DATASET CONTENT →
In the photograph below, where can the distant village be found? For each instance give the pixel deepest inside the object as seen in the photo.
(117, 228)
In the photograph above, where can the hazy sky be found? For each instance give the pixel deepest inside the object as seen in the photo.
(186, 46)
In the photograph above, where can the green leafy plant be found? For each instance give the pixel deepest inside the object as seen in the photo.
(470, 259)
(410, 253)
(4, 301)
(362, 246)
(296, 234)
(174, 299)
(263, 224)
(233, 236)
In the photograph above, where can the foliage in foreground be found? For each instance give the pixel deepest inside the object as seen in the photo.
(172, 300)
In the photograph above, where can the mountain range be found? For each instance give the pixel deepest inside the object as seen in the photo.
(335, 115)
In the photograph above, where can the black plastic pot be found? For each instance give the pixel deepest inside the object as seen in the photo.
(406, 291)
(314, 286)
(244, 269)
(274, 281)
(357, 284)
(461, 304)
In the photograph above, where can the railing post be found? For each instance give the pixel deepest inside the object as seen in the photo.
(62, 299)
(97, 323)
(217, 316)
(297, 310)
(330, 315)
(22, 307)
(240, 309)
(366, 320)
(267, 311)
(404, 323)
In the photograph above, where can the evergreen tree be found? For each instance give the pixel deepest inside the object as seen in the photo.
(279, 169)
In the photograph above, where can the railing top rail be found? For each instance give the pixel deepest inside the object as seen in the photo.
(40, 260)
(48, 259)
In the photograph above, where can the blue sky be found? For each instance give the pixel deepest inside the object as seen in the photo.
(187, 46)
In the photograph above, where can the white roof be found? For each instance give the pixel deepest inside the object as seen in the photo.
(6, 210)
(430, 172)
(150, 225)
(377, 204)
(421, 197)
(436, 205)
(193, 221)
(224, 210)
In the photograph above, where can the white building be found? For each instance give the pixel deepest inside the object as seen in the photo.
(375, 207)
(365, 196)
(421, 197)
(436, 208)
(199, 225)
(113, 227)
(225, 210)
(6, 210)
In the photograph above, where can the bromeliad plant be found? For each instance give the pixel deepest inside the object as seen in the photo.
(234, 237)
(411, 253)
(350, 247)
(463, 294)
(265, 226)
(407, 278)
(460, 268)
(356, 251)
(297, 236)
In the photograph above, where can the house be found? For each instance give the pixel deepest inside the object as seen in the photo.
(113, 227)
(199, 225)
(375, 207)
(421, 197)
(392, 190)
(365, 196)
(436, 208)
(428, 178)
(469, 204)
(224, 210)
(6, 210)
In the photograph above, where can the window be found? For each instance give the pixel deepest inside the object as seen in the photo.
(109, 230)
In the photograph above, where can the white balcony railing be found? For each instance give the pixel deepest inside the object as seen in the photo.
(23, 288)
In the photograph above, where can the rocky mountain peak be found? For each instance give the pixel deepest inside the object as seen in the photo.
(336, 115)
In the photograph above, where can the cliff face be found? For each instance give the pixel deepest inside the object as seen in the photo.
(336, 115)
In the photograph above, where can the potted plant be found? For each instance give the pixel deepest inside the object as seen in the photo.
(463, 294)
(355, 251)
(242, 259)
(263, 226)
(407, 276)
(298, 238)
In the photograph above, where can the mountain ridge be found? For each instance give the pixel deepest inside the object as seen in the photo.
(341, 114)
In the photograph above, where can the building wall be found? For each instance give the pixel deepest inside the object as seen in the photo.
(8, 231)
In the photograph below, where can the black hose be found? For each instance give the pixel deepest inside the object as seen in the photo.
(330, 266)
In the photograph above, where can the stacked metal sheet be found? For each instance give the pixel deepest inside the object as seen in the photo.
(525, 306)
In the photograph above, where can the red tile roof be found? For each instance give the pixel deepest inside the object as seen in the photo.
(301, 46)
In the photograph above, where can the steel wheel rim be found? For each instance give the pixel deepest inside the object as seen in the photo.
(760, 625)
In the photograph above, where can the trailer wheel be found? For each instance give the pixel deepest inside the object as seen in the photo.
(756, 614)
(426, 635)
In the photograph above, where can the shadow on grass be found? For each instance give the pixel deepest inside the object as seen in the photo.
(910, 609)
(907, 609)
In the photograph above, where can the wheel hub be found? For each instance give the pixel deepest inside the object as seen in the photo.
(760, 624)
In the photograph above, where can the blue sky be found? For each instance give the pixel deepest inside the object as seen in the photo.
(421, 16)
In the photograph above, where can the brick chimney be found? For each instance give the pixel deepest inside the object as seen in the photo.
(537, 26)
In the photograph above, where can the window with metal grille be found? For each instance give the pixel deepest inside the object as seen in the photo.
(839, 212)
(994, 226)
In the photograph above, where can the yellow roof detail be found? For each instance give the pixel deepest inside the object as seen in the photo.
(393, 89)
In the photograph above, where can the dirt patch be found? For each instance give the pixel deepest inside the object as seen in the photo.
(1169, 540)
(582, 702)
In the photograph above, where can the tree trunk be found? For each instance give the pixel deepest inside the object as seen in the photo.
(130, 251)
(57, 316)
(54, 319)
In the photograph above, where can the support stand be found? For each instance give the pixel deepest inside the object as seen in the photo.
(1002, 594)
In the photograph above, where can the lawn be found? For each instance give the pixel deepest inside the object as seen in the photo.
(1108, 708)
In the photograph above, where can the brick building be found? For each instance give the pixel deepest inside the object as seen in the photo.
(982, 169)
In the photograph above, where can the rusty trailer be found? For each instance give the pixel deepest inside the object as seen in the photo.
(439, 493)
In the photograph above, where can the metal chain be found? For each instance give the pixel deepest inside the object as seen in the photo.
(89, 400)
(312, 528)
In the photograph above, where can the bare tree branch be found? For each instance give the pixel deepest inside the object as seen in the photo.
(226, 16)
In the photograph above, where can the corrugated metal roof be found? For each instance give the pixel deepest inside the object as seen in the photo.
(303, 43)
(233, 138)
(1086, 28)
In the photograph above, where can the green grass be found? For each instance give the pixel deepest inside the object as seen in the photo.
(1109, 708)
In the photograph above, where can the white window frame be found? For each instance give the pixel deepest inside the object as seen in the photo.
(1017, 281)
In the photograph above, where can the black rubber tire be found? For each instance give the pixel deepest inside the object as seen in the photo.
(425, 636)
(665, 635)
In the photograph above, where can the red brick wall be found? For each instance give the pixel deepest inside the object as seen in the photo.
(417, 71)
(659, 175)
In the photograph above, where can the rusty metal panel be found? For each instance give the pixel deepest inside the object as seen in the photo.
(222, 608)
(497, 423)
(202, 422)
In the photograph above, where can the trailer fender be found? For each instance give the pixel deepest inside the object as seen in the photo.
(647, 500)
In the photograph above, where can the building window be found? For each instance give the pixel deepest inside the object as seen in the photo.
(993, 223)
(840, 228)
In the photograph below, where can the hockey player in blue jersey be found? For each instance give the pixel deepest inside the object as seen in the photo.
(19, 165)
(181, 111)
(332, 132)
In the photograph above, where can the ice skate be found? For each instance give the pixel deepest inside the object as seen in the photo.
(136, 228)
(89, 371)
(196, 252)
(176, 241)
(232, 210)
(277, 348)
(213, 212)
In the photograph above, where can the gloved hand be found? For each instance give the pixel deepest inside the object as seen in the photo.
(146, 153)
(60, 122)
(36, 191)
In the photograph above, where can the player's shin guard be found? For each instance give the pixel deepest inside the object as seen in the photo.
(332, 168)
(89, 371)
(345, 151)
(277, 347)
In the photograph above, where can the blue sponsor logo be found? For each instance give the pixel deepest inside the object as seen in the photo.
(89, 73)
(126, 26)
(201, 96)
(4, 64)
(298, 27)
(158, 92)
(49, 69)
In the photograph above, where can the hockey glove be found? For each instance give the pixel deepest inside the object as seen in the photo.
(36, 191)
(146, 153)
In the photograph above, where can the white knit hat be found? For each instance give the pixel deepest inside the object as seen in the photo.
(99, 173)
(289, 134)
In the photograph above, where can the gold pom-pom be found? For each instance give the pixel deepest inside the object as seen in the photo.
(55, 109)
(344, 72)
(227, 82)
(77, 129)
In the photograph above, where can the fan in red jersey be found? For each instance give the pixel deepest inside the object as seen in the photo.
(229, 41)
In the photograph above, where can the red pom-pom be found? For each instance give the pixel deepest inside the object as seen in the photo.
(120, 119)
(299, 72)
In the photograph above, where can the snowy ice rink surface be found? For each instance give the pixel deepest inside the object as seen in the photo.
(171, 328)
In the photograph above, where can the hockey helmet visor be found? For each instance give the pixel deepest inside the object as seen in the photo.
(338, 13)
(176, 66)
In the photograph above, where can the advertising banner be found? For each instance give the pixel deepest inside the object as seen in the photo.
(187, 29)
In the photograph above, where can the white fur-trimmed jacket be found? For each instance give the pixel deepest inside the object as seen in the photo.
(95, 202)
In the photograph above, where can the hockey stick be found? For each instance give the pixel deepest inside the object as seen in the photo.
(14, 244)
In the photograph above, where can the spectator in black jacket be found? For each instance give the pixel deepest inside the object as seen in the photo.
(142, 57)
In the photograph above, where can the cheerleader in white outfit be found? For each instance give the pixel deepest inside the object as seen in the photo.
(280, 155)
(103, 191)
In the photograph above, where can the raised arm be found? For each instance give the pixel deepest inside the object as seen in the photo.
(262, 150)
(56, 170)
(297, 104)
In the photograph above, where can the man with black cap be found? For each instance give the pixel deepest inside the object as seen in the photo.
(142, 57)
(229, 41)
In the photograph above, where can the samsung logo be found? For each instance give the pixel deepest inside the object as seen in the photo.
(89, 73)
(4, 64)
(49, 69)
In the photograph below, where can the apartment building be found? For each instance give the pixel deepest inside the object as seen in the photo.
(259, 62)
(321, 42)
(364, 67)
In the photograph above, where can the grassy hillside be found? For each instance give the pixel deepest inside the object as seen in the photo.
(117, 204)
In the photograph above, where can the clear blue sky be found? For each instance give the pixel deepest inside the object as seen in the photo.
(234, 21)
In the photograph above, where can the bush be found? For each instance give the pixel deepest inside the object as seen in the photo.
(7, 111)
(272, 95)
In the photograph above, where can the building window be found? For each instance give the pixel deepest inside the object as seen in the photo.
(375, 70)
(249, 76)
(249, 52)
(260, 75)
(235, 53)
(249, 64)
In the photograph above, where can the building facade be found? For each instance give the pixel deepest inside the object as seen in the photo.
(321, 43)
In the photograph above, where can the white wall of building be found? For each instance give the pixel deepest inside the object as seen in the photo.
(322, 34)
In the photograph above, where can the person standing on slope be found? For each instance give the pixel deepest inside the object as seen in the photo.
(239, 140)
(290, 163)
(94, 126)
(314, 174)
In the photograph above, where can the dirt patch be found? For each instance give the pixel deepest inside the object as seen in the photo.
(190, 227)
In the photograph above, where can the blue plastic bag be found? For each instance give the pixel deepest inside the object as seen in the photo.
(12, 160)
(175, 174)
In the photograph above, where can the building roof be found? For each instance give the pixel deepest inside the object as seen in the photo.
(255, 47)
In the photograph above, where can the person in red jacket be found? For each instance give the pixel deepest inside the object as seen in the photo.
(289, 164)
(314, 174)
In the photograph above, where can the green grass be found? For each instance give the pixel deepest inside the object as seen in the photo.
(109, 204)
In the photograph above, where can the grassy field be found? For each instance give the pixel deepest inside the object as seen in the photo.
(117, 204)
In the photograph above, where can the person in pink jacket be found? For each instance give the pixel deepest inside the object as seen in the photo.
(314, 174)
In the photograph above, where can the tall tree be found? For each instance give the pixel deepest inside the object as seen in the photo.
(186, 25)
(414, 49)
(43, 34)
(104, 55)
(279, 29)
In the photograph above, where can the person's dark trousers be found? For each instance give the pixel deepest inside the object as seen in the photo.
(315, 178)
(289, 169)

EXERCISE →
From the line with "In the photograph above, where can the grassy field" to the last line of the material, give every line again exactly, and only those lines.

RESULT →
In the photograph above, where can the grassy field be found? For each instance give the pixel deepest inside the object as seen in the photo.
(117, 204)
In the photograph above, where can the person in pink jacket be found? For each instance give the pixel deepest inside the object as seen in the photo.
(314, 174)
In the photograph above, where can the tall tree be found? For each instance give the pixel deepest inside the object as seen in the photo.
(186, 25)
(414, 49)
(43, 34)
(104, 55)
(279, 29)
In the photograph above, where can the person's dark trousers be found? For each instance give the pixel deepest inside the object as seen in the photo.
(315, 178)
(289, 169)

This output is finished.